== TASKS ==
**1)** Answer these from the text on the AFT convention, giving each answer on its own line with the matching letter.
(a) How much federal relief funding went to K-12 schools?
(b) Who was first scheduled to speak on the final day of the conference?
(c) What did the new NWEA study find about 8th graders?
**2)** List every topic that the text on the AFT convention says Harris focused on.

== TEXT SEGMENT ==
Last week’s American Federation of Teachers (AFT) convention was, effectively, a campaign rally for Vice President Kamala Harris. The labor union formally endorsed Harris last Tuesday, and it spent much of the week heaping praise on her while demonizing school choice and its champions.
The union did not spend the week talking about how to solve the devastating learning loss caused by the school closures it intentionally prolonged. It also did not meaningfully address fixing the chronic absenteeism crisis or the total breakdown of discipline that has led to many of its members being unsafe at work. Neither did Harris, who focused on student debt cancellation, gun control, and repeating a false narrative about Florida’s parental rights law.
If students were doing well, the AFT and Harris would want to shout it from the rooftops. But there is painfully little to brag about for government-run schooling. Four years since the Covid-19 lockdowns, and after $189.5 billion in federal relief funding for K-12 schools, students are still struggling.
The Defense of Freedom Institute for Policy Studies exposed several big-city districts that wasted money on things like beach trips and DEI “reparations” while student learning suffered. A new study from the NWEA found that 8th graders are a full academic year behind in reading and math.
The union would rather push extremist politics than try to fix a problem it helped create. For a union that claims to care about #RealSolutions, it doesn’t seem to offer any — besides, of course, voting for Kamala Harris.
President Biden was initially scheduled to speak on the final day of the conference, but Harris appeared in his stead. It was a clever swap, sparing Biden from having to struggle in front of the cameras again and granting Harris stage time in front of a large and friendly audience.
But not all the attendees were happy to see her. Noting that some delegates opposed Harris’ position on Israel, which conflicts with the union’s official position in support of a ceasefire, AFT president Randi Weingarten stood on the main stage and begged audience members not to protest during Harris’ speech.
“This is the first female African American AAPI candidate for the presidency of the United States,” Weingarten said. “I’m asking all of us to use our moral obligation to each other to not protest inside the hall.” She lamented that the media would “zero in on the disagreement.”

== ENTRIES SHOWN ==
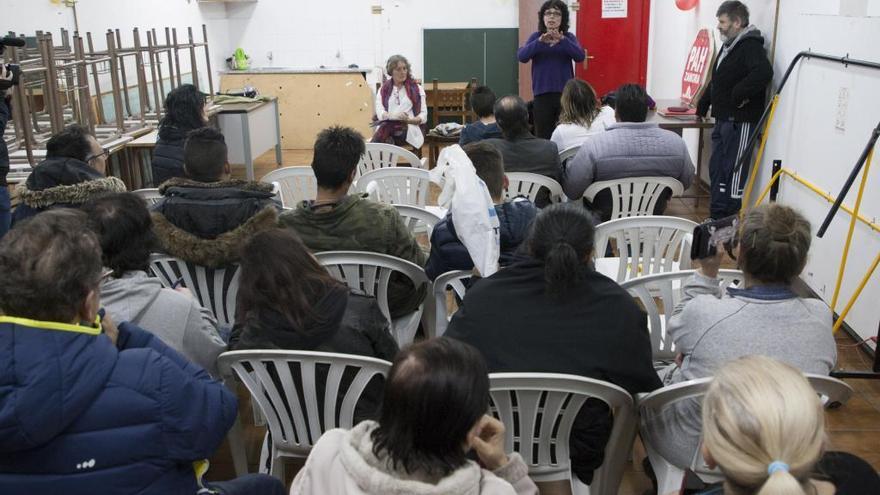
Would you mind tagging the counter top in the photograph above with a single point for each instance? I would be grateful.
(296, 70)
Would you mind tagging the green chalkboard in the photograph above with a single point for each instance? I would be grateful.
(460, 54)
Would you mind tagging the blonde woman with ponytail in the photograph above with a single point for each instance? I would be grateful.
(763, 426)
(764, 315)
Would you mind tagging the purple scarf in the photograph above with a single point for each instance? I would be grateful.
(386, 132)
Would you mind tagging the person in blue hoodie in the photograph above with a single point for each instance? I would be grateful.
(87, 407)
(515, 216)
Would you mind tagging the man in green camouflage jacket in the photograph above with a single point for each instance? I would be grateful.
(338, 221)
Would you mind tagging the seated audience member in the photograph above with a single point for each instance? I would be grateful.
(629, 148)
(71, 174)
(184, 112)
(206, 217)
(130, 294)
(765, 316)
(763, 426)
(401, 106)
(522, 151)
(482, 103)
(338, 221)
(86, 406)
(287, 300)
(433, 414)
(514, 216)
(581, 115)
(553, 313)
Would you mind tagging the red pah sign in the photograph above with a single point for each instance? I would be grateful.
(696, 70)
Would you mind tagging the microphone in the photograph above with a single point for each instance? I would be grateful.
(10, 41)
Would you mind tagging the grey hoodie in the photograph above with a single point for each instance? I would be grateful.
(180, 321)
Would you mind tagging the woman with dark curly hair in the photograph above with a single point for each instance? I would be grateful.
(551, 50)
(184, 111)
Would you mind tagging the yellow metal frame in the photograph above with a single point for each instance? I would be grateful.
(854, 214)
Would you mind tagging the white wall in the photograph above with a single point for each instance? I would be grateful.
(803, 133)
(312, 34)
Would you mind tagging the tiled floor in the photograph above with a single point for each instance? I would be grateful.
(854, 427)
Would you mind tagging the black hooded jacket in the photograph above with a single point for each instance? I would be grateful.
(737, 88)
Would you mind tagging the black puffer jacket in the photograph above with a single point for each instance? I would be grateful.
(168, 154)
(738, 85)
(348, 322)
(448, 253)
(207, 222)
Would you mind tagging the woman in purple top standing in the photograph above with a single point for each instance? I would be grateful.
(551, 49)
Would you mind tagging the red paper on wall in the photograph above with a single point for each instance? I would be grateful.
(696, 69)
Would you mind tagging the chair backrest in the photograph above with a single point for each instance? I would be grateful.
(297, 411)
(568, 153)
(214, 288)
(538, 411)
(450, 280)
(294, 184)
(396, 185)
(383, 155)
(647, 245)
(150, 195)
(659, 295)
(528, 184)
(634, 196)
(371, 273)
(417, 220)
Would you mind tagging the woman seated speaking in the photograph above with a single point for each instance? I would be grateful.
(400, 106)
(433, 413)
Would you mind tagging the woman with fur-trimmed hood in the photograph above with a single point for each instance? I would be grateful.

== ANSWERS GIVEN ==
**1)**
(a) $189.5 billion.
(b) President Biden.
(c) 8th graders are a full academic year behind in reading and math.

**2)**
- Student debt cancellation
- Gun control
- Repeating a false narrative about Florida's parental rights law